Source data:
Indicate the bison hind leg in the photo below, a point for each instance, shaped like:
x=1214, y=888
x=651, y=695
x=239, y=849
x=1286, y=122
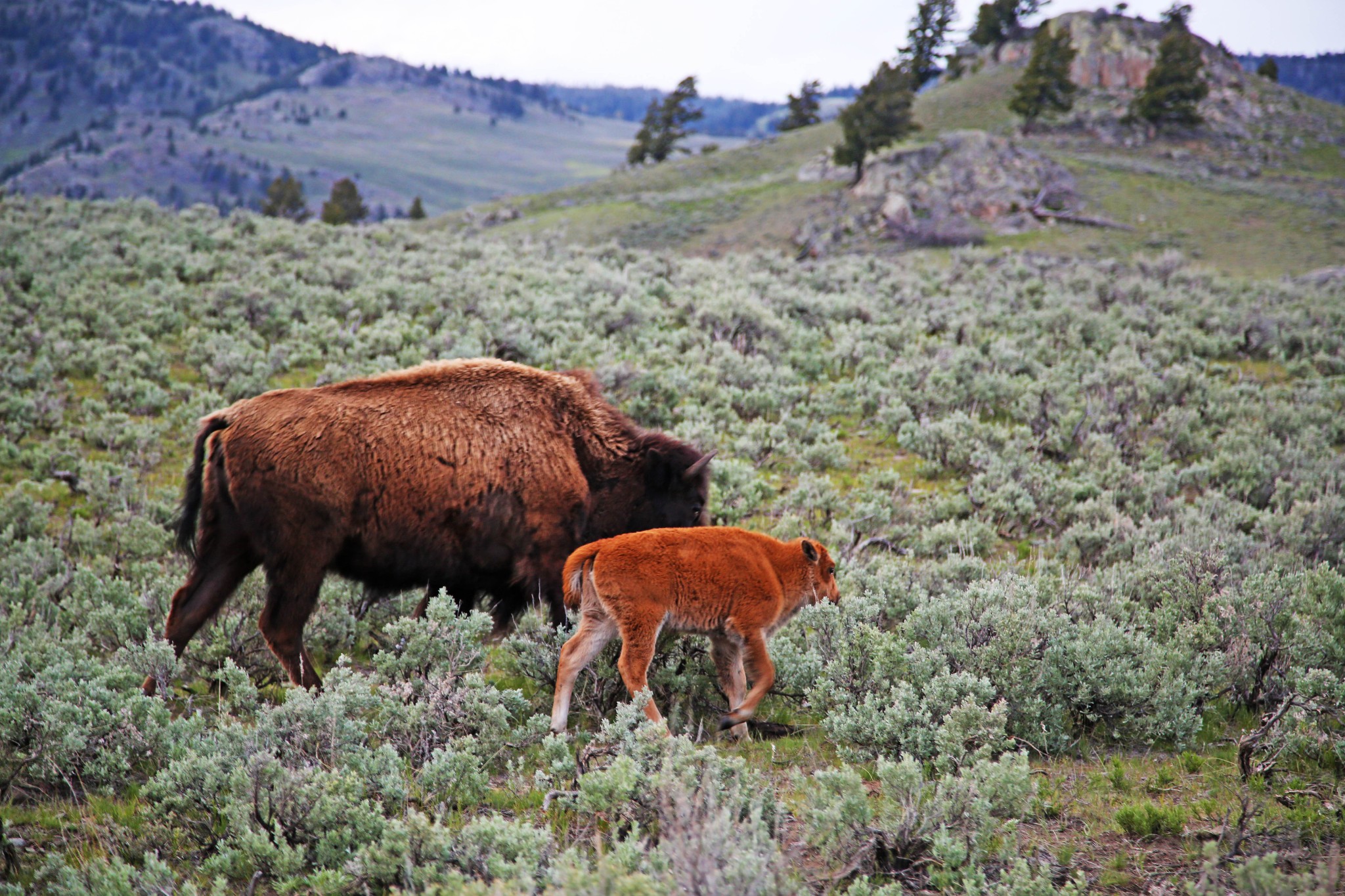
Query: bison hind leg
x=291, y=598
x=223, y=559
---
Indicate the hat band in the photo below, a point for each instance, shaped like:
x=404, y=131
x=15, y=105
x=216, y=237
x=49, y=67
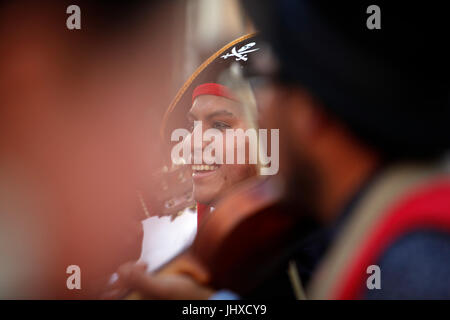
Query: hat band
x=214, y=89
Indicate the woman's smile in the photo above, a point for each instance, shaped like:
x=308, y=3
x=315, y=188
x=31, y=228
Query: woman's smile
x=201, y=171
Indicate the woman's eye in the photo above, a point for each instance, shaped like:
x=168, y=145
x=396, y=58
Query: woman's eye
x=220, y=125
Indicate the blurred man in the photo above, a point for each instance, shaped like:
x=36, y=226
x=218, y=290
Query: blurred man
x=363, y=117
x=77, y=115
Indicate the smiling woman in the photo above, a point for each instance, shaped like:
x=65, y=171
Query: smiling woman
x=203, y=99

Exercise goal:
Can you output the lines of the records as a JSON list of strings, one string per line with blank lines skipped, starting at the line that has "Indicate the smiling" and stopping after the line that has "x=203, y=99"?

Solution for this task:
[
  "Indicate the smiling woman in the photo above, a point for each instance, shaped like:",
  "x=65, y=171",
  "Query: smiling woman",
  "x=203, y=99"
]